(Pointing dataset records)

☆ ☆ ☆ ☆

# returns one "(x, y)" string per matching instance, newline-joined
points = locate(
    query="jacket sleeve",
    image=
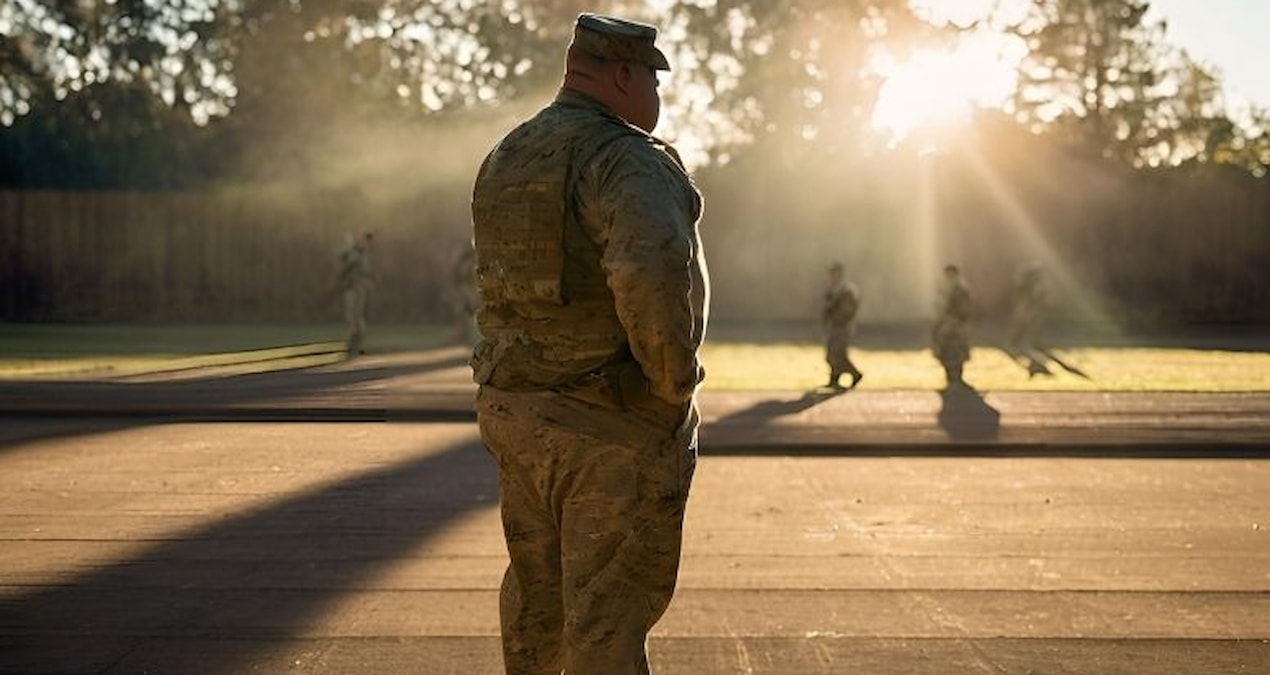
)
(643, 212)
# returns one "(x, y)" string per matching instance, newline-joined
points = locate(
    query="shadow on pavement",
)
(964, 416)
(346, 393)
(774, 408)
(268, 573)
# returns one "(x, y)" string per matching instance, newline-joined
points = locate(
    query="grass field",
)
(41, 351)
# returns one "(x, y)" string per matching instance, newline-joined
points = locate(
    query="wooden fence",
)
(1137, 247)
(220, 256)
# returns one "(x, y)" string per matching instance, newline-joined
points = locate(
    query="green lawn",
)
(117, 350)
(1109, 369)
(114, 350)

☆ ☆ ☆ ☆

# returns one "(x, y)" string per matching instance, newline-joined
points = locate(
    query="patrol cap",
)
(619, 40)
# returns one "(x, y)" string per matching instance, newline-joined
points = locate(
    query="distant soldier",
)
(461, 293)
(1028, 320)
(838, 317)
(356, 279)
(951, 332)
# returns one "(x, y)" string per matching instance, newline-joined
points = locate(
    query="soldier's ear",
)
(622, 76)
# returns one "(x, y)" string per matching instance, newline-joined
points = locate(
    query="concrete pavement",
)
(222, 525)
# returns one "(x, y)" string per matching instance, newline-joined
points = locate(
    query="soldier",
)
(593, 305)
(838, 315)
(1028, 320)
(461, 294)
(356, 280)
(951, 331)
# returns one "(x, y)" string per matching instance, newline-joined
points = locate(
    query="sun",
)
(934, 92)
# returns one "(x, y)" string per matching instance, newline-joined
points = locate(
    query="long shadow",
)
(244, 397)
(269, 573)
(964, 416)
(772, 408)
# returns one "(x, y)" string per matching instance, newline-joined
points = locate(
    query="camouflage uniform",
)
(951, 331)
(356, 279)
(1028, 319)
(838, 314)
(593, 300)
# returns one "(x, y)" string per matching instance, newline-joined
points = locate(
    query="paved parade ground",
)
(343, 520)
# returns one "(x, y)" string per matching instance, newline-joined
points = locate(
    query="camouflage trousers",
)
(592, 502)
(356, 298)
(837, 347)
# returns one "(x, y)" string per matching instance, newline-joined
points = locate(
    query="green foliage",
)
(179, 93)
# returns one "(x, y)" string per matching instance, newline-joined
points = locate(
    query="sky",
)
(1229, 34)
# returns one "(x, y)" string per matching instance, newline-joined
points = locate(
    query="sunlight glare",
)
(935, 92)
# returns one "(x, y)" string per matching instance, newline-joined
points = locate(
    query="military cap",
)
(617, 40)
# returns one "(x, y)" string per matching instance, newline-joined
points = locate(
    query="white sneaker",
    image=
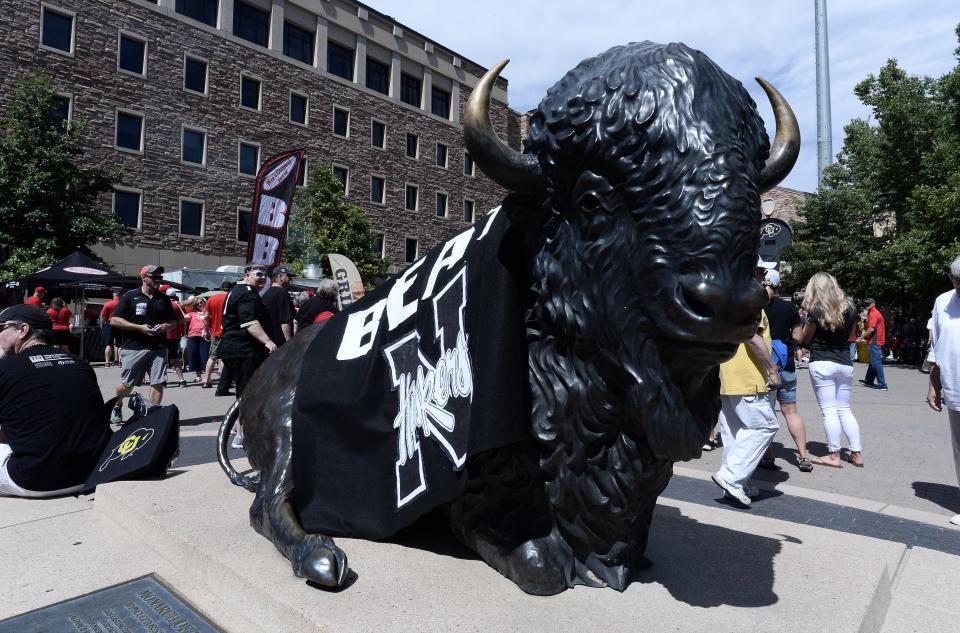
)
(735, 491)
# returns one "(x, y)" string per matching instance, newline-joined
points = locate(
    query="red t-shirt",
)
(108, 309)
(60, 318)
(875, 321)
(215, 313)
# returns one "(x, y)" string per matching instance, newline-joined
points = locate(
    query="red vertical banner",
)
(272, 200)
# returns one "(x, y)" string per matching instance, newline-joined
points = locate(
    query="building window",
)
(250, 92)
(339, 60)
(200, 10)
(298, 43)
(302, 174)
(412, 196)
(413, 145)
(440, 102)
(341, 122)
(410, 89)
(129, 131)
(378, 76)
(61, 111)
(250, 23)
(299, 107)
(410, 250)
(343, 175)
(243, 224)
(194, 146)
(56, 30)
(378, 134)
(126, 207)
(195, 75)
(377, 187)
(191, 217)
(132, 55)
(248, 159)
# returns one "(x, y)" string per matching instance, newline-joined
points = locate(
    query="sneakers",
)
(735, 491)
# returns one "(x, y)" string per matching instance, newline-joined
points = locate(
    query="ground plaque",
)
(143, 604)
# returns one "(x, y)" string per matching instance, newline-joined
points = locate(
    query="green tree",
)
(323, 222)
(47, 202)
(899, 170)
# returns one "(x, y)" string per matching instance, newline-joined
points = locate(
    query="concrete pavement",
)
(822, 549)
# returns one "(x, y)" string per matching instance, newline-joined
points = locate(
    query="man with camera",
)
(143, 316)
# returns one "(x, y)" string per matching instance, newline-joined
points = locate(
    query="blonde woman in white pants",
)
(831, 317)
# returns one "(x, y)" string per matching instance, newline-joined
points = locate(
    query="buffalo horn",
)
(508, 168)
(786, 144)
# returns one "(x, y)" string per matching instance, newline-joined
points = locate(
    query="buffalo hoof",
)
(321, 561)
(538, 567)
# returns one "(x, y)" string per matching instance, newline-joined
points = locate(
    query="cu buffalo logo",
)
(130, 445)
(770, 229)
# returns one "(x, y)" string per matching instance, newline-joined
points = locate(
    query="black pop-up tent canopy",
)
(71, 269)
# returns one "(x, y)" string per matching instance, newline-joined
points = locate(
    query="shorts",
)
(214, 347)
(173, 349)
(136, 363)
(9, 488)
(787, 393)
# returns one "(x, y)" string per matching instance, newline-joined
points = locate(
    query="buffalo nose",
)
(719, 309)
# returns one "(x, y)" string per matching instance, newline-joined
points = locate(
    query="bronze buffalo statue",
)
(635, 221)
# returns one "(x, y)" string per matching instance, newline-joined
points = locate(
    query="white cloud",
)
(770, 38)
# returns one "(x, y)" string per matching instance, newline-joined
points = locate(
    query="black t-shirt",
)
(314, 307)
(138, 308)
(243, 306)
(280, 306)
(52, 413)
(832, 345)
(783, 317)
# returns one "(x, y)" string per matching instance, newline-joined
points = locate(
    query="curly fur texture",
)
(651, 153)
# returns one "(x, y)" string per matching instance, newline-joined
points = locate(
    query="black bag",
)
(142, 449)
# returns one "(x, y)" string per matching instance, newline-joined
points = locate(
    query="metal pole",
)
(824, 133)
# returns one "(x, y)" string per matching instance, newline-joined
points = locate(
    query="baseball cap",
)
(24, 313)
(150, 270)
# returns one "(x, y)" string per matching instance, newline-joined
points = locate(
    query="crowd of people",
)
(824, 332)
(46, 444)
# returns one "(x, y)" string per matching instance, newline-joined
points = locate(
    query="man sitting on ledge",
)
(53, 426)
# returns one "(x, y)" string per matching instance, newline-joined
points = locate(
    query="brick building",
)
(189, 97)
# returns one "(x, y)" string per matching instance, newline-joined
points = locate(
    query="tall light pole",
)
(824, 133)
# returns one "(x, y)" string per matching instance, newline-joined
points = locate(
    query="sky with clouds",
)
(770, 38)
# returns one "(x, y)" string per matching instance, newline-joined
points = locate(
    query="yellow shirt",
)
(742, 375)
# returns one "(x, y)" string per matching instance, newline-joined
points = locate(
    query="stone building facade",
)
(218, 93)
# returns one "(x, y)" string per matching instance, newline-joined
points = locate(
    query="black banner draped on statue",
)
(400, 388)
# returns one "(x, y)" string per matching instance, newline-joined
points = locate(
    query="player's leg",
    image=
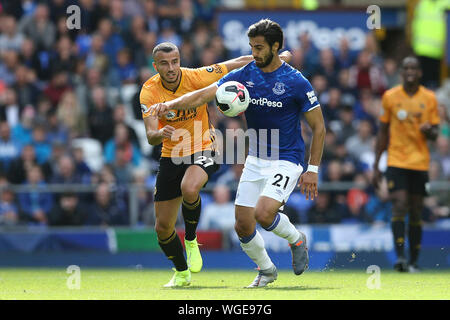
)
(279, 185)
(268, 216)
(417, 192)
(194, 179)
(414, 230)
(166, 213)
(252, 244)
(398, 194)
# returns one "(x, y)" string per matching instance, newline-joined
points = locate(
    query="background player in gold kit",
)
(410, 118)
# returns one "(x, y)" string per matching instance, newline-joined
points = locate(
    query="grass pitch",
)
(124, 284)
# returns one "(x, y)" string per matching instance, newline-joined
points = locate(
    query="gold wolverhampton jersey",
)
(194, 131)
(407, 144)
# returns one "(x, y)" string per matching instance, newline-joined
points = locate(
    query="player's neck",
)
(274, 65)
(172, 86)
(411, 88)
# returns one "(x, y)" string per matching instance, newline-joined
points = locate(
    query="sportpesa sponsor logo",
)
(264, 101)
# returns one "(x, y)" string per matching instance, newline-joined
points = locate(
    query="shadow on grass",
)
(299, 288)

☆ ☆ ☆ ☆

WRITTEN TASK
Find every line in the records that contains the string "grass" and copy each one out in full.

COMPLETE OUTPUT
    query="grass field",
    query="grass pitch",
    query="shadow on grass",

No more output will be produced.